§ SELECTED PASSAGE:
────
Current Direction Sensor with Switching Contacts

Do you have any voltage stabilization strategy? Any pictures of your setup?

http://www.wmea.net/Technical%20Papers/5-WMEA-Nov-2009-Power-Trak-Plus-r2.pdf

http://www.miningelectrical.org/files/66541946.pdf

Nice dragline. Only the one here has 6 stepping feet and is 20 times bigger. The power company has to start up 5 extra generators to make this monster spin.

The machine room is as big as an 3 story apt. building. The digging goes on for the 10 th year already.

There has been a post, quasi similar problem some time ago.

Answers came up to use "single phase reverse power relay" and IEEE relay types

32, 67AC, 87, 91 and 92.

Most of these are really not suitable for this small application, except maybe the WILMAR, but this has only 0-5 Amps reading capability, so that you will need to make a current transformer to your 10 or 20 Amps circuit. The Wilmar is pricey.

A different approach may be:

Considering your Inverter is in shutdown mode. This implies that there is no current flowing (only voltage from the grid is connected to your inverter connector) or perhaps only a very small current, compared with the 10 or 20 Amps it can deliver to the grid when working.

You could take a AC relay with easy accessible coil and.... not use the (voltage) coil at all and transform it to a current coil with a few turns of wire that can easily have your 20 amps transported. The number of turns depends on the sensitivity (build and springs) and the desired amperage to make the switch.
────
§ PROVIDED MATERIAL:
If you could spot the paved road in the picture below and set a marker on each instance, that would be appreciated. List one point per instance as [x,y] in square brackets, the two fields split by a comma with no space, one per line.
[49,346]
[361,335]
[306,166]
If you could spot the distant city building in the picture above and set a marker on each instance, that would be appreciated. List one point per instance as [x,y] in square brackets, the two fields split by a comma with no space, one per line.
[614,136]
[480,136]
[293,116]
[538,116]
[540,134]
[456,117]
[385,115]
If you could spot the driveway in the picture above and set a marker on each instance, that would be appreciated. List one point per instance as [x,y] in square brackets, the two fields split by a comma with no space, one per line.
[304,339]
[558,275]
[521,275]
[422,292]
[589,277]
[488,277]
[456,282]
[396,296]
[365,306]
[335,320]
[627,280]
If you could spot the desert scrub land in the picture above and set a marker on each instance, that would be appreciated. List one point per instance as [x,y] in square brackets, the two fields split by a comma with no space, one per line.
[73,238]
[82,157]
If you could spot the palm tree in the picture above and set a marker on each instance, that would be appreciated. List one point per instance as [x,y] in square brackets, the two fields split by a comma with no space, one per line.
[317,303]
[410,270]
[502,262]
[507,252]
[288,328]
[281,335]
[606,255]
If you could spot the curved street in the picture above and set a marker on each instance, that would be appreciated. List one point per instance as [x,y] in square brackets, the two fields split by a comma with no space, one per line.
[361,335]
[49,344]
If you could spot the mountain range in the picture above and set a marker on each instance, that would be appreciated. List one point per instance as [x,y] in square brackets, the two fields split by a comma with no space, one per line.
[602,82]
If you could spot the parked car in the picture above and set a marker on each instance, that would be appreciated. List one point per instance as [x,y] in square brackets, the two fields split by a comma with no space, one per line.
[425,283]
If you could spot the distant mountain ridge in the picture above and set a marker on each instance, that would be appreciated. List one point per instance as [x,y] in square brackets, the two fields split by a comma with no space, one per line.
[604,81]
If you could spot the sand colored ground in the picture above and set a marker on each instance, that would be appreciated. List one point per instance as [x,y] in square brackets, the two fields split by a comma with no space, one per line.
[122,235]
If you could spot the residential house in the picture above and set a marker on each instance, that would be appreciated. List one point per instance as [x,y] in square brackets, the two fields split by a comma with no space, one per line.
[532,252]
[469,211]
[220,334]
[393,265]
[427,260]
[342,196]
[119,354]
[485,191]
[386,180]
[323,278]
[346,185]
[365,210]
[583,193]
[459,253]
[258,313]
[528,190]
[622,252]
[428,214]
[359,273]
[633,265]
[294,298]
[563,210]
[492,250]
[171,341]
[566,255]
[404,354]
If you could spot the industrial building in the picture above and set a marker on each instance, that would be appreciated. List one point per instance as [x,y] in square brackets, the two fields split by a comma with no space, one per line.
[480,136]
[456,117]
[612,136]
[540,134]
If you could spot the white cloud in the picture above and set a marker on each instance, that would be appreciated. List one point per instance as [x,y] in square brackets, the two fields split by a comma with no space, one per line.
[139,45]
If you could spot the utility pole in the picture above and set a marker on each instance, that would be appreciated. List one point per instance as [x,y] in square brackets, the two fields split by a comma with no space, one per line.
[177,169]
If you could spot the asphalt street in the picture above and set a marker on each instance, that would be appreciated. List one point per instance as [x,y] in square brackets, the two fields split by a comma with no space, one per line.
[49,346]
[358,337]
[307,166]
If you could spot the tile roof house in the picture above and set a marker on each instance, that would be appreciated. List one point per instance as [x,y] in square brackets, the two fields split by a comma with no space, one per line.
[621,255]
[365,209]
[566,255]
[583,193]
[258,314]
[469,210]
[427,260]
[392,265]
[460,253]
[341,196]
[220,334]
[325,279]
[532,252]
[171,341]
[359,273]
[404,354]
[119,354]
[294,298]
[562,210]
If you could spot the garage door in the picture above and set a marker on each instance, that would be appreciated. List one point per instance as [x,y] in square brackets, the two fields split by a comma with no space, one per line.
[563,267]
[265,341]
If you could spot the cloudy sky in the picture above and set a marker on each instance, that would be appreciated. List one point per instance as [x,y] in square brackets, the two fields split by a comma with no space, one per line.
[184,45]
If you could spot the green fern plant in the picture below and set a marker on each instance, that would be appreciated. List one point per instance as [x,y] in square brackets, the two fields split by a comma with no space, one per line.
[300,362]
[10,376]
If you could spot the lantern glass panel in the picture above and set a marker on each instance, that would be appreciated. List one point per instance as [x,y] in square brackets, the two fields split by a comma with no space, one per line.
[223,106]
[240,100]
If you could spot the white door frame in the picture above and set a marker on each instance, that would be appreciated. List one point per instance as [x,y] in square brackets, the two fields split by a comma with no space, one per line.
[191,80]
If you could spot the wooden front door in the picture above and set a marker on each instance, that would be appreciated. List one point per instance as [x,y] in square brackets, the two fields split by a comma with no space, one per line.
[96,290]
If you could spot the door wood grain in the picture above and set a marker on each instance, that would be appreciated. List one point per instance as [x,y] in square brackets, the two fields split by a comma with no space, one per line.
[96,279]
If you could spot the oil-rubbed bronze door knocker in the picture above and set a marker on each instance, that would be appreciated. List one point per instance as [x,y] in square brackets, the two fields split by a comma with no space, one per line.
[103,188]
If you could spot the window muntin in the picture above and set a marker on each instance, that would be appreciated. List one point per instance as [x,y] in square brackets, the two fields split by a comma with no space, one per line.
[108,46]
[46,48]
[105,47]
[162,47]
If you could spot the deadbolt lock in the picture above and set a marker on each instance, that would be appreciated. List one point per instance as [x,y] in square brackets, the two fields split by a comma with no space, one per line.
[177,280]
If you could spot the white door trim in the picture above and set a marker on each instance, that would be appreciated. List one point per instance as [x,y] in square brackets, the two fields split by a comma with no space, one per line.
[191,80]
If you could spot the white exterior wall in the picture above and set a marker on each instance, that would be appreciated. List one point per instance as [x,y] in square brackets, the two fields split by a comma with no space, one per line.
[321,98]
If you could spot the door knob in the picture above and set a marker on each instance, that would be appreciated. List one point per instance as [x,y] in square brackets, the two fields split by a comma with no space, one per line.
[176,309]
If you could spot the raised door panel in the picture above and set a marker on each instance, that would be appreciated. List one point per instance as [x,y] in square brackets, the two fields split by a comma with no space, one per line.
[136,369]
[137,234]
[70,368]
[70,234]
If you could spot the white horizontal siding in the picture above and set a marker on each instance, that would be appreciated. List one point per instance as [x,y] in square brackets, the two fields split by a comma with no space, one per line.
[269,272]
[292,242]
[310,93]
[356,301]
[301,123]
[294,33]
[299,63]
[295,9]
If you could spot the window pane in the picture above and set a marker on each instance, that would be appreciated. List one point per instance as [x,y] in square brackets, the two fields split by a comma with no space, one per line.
────
§ EXERCISE SET:
1. In the current direction sensor thread, replace "coil" with "winding" and write out the passage between "Most of these" and "make the switch.", inclusive.
2. List every IEEE relay type number mentioned in the current direction sensor thread.

§ COMPLETE ANSWERS:
1.
Most of these are really not suitable for this small application, except maybe the WILMAR, but this has only 0-5 Amps reading capability, so that you will need to make a current transformer to your 10 or 20 Amps circuit. The Wilmar is pricey.

A different approach may be:

Considering your Inverter is in shutdown mode. This implies that there is no current flowing (only voltage from the grid is connected to your inverter connector) or perhaps only a very small current, compared with the 10 or 20 Amps it can deliver to the grid when working.

You could take a AC relay with easy accessible winding and.... not use the (voltage) winding at all and transform it to a current winding with a few turns of wire that can easily have your 20 amps transported. The number of turns depends on the sensitivity (build and springs) and the desired amperage to make the switch.

2. 32, 67AC, 87, 91, 92